**TASK REQUIREMENTS**
Locate each line in the data below that contains the string "bridge", treating uppercase and lowercase as different, and copy every such line.

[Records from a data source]
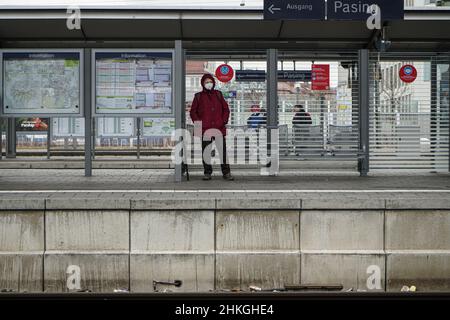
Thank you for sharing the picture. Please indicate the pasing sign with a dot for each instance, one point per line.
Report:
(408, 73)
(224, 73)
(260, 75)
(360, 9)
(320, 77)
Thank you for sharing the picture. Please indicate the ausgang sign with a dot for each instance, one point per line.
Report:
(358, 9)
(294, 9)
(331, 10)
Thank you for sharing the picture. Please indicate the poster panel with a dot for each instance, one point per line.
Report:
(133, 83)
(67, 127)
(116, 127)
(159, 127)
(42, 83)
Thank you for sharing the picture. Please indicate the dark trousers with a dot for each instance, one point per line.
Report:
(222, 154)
--
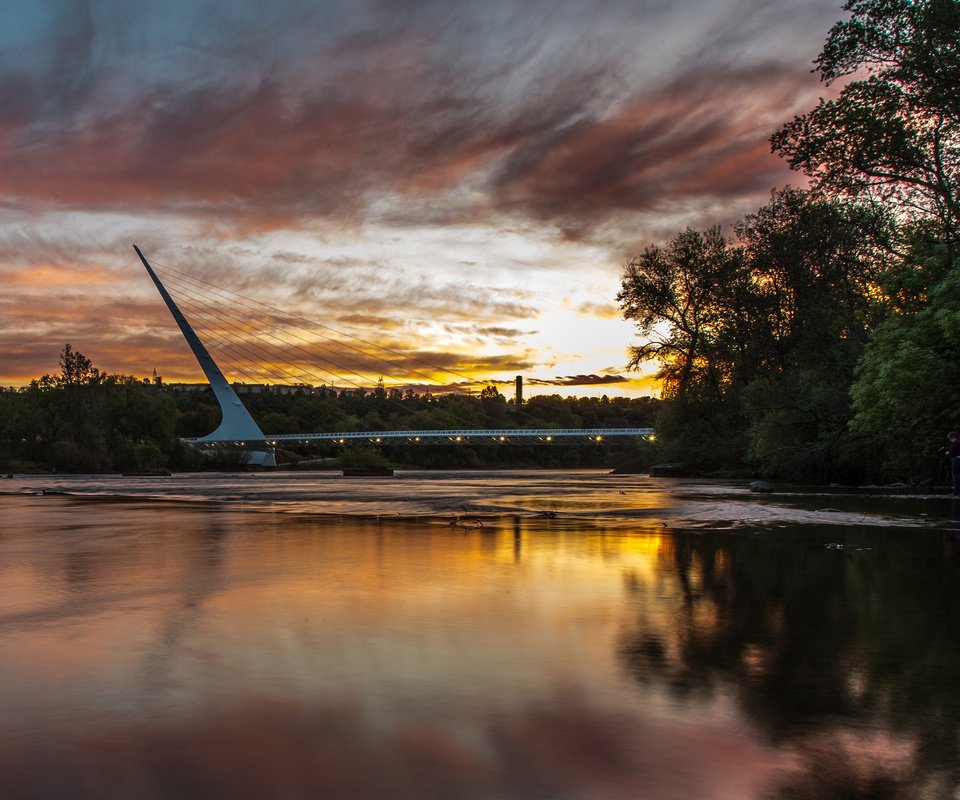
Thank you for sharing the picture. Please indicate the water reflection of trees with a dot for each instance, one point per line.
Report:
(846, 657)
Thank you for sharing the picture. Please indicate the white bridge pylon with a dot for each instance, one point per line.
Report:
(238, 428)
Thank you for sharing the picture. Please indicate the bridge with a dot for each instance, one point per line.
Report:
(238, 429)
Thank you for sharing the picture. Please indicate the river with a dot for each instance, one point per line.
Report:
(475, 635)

**RESPONSE FOR THIS EXERCISE**
Thank you for sharing the picture. Please indicate the white bridge pylon with a dot for each instance, one point per line.
Thank you for sharing the picture. Please indicate the bridge with a dot for each instance, one point per line.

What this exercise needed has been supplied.